Top of Given passage

Nav: Home

The success of an environmental charge

March 22, 2019

In October 2015, England introduced a charge for single-use plastic bags in supermarkets. The charge was largely supported by the population, led to substantial reduction in plastic bag use, and catalyzed a wider support for similar measures aimed at tackling plastic waste.

An international research team, including Elena Sautkina from the Higher School of Economics, has conducted a mixed-methods longitudinal study and determined the extent to which British people approved of this policy initiative, and whether they were ready to support other environmental charges. The results were published in Frontiers in Psychology journal.

In the UK, single-use plastic carrier bags have become a common feature of shopping since their introduction in the 1980s. In 2014, over 8.5 billion plastic bags were used by UK supermarket shoppers, which produced around 58,000 metric tons of plastic waste. To decrease the pollution caused by plastic bags, local governments in the UK started to introduce a mandatory five pence (US$0.06/€0.06) charge to customers for each single-use plastic carrier bag issued by retailers. The money collected from this charge is usually directed to various charity projects related to environmental protection and social care. Wales introduced this policy in 2011, Northern Ireland in 2013, and Scotland in 2014. As a result, the usage of single-use plastic bags has fallen by about 80%, and people have formed a new habit of bringing their own bags to stores.

Meanwhile, the reasons behind the success of the bag charge in changing consumers' behavior remained somewhat unclear. Some researchers regarded the charge as an economic instrument. Others considered that five pence is a nominal amount, which, by simply making consumers more aware, is a catalyst for reducing the automatic habit of single-use bag use.

Bottom of Given passage
Top of Available data

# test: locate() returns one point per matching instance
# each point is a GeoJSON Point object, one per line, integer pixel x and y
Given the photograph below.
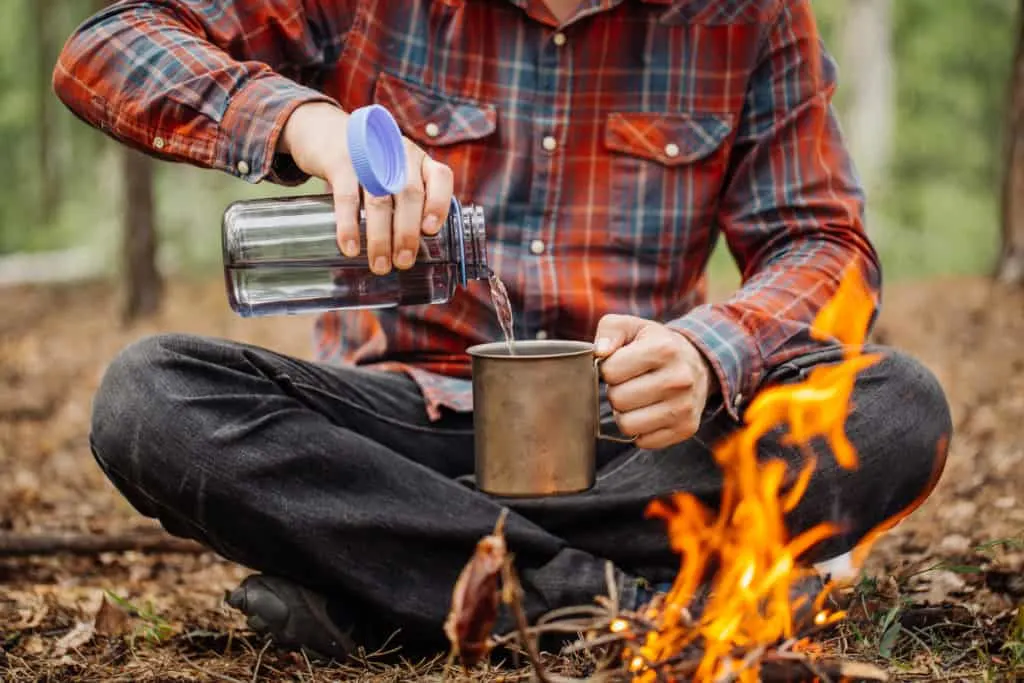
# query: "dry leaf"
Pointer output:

Bottom of Available data

What the task asks>
What is the text of the plastic bag charge article, given again from "In October 2015, England" down to "tackling plastic waste."? You can ignore the rows.

Answer to this task>
In October 2015, England introduced a charge for single-use plastic bags in supermarkets. The charge was largely supported by the population, led to substantial reduction in plastic bag use, and catalyzed a wider support for similar measures aimed at tackling plastic waste.